━━━ PASSAGE FOR REVIEW ━━━
Bus workers are among those who have lost their lives in the coronavirus pandemic at the highest rates –a total of 33 bus workers in London alone have succumbed to the virus since the pandemic began.
Figures from the Office for National statistics (ONS) last month found that 26 per 100,000 male bus and coach workers died after contracting Covid-19, compared to an average of 9.9 per 100,000 for males across professions.
These alarm statistics highlighted the need for the highest health and safety standards on London buses in particular. Unite secured a number of safety measures, including the closure of front doors, which was seen as vital step in protecting bus workers from Covid-19 while a strategy for completely sealing cabs was developed.
Other measures won by Unite lobbying included deep cleaning of buses; additional cleaning of touch points; the sealing of screens around the driver; the provision of hand sanitizer for all; as well as placing the passenger seating closest to the driver out of bounds, among others.
Now, as the lockdown eases, and the number of new coronavirus cases and deaths in London has substantially decreased, Unite has given qualified support to Transport for London (TfL)’s announcement that there will be a phased return of front door entry on London buses starting from Saturday (May 30).
But the union has emphasised that this can only happen on buses that have been fitted with new screens that completely seal the driver in the cab. The new screens, which seal all the gaps in the cab, have been developed in conjunction with experts at University College of London. There will also be in place a rigorous cleaning process, which will use hospital-grade anti-viral disinfectant on cabs and all areas regularly touched, such as handrails.
━━━
SET OF TASKS |
A) In the article on London bus workers, how many bus workers in London have died of the virus since the pandemic began?
B) Repeat the part of the article on London bus workers starting at "These alarm statistics" and ending at "cabs was developed.".
━━━ INFORMATION GIVEN ━━━
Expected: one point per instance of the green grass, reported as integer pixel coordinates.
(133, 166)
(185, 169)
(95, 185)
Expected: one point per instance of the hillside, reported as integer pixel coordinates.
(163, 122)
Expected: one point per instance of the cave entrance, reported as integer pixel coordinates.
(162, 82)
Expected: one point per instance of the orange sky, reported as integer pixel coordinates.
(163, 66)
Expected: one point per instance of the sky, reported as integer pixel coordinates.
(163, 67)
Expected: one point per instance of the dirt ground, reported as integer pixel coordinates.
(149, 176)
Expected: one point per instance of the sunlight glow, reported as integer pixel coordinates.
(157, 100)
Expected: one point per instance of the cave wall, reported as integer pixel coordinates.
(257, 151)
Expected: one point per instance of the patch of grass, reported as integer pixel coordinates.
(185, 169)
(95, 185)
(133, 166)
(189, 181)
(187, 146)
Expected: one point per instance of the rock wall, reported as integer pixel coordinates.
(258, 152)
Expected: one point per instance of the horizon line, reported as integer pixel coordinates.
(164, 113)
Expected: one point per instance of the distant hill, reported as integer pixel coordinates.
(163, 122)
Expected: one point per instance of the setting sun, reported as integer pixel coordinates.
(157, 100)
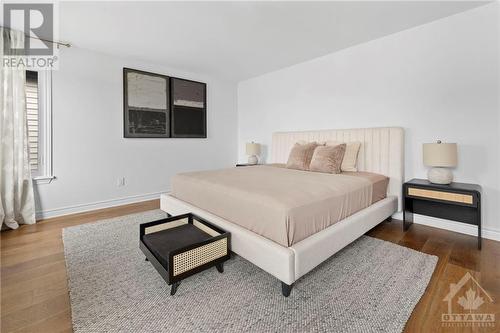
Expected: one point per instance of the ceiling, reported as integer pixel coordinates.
(239, 40)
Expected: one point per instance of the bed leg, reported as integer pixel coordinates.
(286, 289)
(174, 287)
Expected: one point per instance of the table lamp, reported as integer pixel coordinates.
(440, 157)
(253, 149)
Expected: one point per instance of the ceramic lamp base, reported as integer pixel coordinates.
(442, 176)
(252, 159)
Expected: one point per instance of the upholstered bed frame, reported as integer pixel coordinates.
(382, 151)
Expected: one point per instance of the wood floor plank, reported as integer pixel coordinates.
(34, 292)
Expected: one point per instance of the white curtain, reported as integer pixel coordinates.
(16, 187)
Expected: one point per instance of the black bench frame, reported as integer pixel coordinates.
(167, 272)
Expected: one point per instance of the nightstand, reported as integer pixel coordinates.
(457, 201)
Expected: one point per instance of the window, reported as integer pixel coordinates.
(39, 118)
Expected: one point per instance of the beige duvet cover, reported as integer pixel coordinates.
(283, 205)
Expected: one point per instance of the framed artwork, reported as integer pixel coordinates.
(159, 106)
(188, 109)
(146, 104)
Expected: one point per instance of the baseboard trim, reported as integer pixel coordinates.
(49, 213)
(462, 228)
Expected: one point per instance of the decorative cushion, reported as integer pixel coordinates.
(350, 160)
(300, 156)
(328, 159)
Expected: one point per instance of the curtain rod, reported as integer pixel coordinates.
(50, 41)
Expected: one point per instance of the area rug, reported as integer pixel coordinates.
(369, 286)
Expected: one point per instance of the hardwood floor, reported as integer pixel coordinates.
(34, 293)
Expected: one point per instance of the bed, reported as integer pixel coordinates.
(289, 221)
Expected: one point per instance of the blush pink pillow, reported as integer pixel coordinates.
(300, 156)
(328, 159)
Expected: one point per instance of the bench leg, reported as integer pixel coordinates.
(174, 287)
(286, 289)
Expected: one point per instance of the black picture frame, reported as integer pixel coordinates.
(176, 120)
(188, 121)
(154, 122)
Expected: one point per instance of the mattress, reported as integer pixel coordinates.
(283, 205)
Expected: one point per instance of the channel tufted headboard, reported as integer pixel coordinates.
(382, 150)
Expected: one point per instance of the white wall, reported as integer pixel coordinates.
(90, 153)
(438, 81)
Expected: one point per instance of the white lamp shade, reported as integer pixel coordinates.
(253, 148)
(440, 154)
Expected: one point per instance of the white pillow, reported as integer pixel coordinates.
(350, 160)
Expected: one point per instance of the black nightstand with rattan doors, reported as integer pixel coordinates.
(183, 245)
(459, 202)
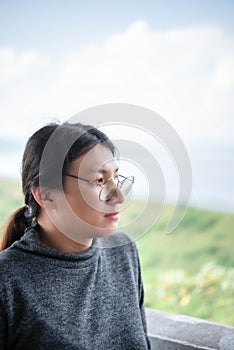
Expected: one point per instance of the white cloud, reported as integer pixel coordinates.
(185, 74)
(15, 66)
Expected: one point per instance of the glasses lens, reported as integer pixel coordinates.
(108, 189)
(123, 183)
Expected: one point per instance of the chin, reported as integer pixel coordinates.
(103, 232)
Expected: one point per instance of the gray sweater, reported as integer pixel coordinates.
(60, 301)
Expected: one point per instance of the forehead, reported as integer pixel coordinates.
(97, 159)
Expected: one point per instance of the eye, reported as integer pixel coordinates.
(100, 180)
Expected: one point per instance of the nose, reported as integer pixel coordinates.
(117, 196)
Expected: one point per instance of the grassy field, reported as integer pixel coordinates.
(190, 271)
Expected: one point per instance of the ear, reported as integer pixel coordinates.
(44, 197)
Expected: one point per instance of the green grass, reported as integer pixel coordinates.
(189, 271)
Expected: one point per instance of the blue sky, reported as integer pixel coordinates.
(175, 57)
(56, 26)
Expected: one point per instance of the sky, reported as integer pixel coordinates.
(174, 57)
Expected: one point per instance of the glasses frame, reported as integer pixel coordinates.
(95, 182)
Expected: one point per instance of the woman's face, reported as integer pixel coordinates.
(94, 217)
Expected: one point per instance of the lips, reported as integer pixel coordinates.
(113, 216)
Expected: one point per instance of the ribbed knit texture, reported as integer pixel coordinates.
(52, 300)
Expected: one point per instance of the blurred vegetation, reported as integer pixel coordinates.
(189, 271)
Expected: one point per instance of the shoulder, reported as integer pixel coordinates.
(10, 262)
(119, 247)
(118, 240)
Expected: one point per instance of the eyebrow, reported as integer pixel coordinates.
(102, 171)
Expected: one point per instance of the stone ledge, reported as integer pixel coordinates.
(179, 332)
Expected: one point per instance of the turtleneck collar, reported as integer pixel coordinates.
(31, 243)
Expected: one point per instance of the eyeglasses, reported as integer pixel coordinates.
(109, 186)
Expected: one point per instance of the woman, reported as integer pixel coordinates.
(67, 280)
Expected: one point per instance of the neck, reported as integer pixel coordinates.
(53, 238)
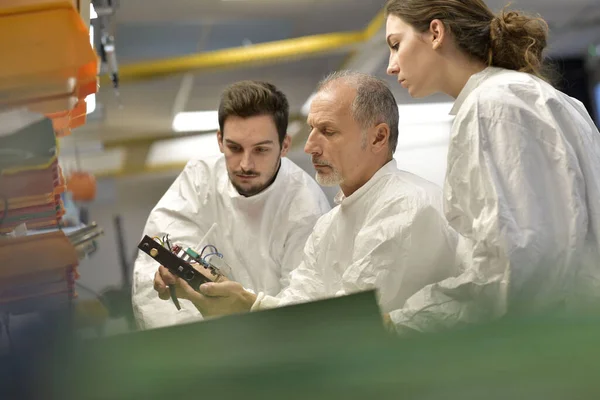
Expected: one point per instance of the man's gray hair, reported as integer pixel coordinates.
(374, 102)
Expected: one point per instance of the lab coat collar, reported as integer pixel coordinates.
(474, 81)
(340, 199)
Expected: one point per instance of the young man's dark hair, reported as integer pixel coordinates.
(251, 98)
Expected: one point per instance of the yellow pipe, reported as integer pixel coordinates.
(233, 57)
(243, 56)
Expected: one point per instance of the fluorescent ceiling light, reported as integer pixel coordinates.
(196, 121)
(183, 149)
(90, 101)
(93, 14)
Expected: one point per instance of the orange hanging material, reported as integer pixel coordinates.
(82, 185)
(61, 68)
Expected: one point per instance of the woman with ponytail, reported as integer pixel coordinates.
(523, 174)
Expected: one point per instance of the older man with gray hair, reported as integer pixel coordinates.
(387, 232)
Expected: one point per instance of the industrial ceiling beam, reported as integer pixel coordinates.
(243, 56)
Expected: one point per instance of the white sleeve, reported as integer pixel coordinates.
(404, 247)
(306, 283)
(506, 195)
(178, 214)
(303, 214)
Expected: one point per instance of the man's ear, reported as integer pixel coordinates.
(380, 139)
(438, 33)
(220, 139)
(285, 146)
━━━
ANSWERS FOR THE TASKS |
A) 33

B)
These alarm statistics highlighted the need for the highest health and safety standards on London buses in particular. Unite secured a number of safety measures, including the closure of front doors, which was seen as vital step in protecting bus workers from Covid-19 while a strategy for completely sealing cabs was developed.